**Extract to read**

+===+

Monday, March 31, 2008

Went to Brooklyn on Friday night to see Yo La Tengo play as the Condo Fucks in a goodbye to the apparently beloved bar Magnetic Field. It's disconcerting that the bar came and went like that - I first heard of it from some people who lived or moved out there I suppose, and it was always, Hey, come hang out with us at this cool bar. There was a sense that it was new then, or maybe just new to those of us who fell upon it, I suppose. But it seemed like it was in discovery, that it was in the early stages of becoming some kind of institution. I hardly ever went and now it's gone. Yet another measure of my advancing years I guess, or all of ours, really. Or, more disturbingly, a measure of my inattention. While you were out: Worlds were born and then collapsed, perhaps to see the spring again someday.

Yo La Tengo was very good - they played a set to suit the occasion I guess; no slow, beautiful tunes, just loud rock 'n' roll, get it on, get it over with. It was a novelty to see such a "big" band in such a small setting but after a minute or two it wasn't. There they were - just another very good band with very good songs playing in some doomed bar in Brooklyn.

Friday, March 28, 2008

I'm about to cap the candle flame for one more day and what is there to say?

Across the street today, as I exited to go buy lunch, across 53rd Street I suppose it was, there was a cacophonous shave-and-a-haircut-two-bits beat played with sticks and spoons on tuneless objects by a looping train of men and women. It was some sort of picket line for who knows what. Is there anything sadder than a picket line, sometimes? I don't mean the big old lines that take up the entire block, with the giant rat, the ugly anti-deity, looming front and center. I mean the anonymous ones where it's six or seven people and you can't read the fine print on their placards, and they're segregated from the tourist traffic by three or four steel barricades, and that's all, not even a cop on guard to maintain the peace. But I guess it's when no one cares that it really matters.

+===+

**Records from a data collection**
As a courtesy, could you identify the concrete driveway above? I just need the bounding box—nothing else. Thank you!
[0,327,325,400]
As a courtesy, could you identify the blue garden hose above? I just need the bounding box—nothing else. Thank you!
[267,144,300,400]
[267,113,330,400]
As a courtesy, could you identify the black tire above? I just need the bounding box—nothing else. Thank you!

+===+

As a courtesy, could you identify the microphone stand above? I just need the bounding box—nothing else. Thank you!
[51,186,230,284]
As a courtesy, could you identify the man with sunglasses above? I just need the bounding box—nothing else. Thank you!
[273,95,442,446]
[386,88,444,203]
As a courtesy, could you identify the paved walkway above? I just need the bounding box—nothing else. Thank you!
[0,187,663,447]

+===+

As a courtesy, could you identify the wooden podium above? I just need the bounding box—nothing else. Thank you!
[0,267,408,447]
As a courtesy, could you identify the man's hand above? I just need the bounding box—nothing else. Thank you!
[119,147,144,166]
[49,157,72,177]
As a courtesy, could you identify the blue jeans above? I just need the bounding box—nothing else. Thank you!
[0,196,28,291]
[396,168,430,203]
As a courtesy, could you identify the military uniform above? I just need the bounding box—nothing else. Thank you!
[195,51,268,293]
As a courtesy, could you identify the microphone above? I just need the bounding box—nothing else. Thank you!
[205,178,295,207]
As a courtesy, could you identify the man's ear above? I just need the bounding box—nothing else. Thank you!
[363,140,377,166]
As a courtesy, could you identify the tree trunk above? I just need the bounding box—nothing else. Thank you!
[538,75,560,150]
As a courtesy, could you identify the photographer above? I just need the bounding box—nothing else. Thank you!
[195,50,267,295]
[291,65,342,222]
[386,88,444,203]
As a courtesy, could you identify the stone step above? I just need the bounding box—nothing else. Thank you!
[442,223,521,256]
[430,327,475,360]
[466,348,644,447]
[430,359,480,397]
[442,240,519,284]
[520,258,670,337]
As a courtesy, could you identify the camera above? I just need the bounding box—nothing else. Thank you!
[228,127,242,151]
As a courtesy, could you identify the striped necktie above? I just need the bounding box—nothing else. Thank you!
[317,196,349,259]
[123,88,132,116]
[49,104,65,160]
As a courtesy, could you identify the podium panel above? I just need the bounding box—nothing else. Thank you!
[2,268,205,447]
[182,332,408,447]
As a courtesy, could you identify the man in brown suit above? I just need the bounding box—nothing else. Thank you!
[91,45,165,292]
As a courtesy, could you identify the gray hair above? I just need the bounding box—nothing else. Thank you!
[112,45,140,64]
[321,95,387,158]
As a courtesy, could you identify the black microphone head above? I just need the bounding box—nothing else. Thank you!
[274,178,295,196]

+===+

**Written request A**
In the blog entries, on what night did the writer go to Brooklyn to see Yo La Tengo?
**Written request B**
Set down the passage from the blog entries starting at "I'm about to" and ending at "it really matters.".

**Written response A**
Friday night

**Written response B**
I'm about to cap the candle flame for one more day and what is there to say?

Across the street today, as I exited to go buy lunch, across 53rd Street I suppose it was, there was a cacophonous shave-and-a-haircut-two-bits beat played with sticks and spoons on tuneless objects by a looping train of men and women. It was some sort of picket line for who knows what. Is there anything sadder than a picket line, sometimes? I don't mean the big old lines that take up the entire block, with the giant rat, the ugly anti-deity, looming front and center. I mean the anonymous ones where it's six or seven people and you can't read the fine print on their placards, and they're segregated from the tourist traffic by three or four steel barricades, and that's all, not even a cop on guard to maintain the peace. But I guess it's when no one cares that it really matters.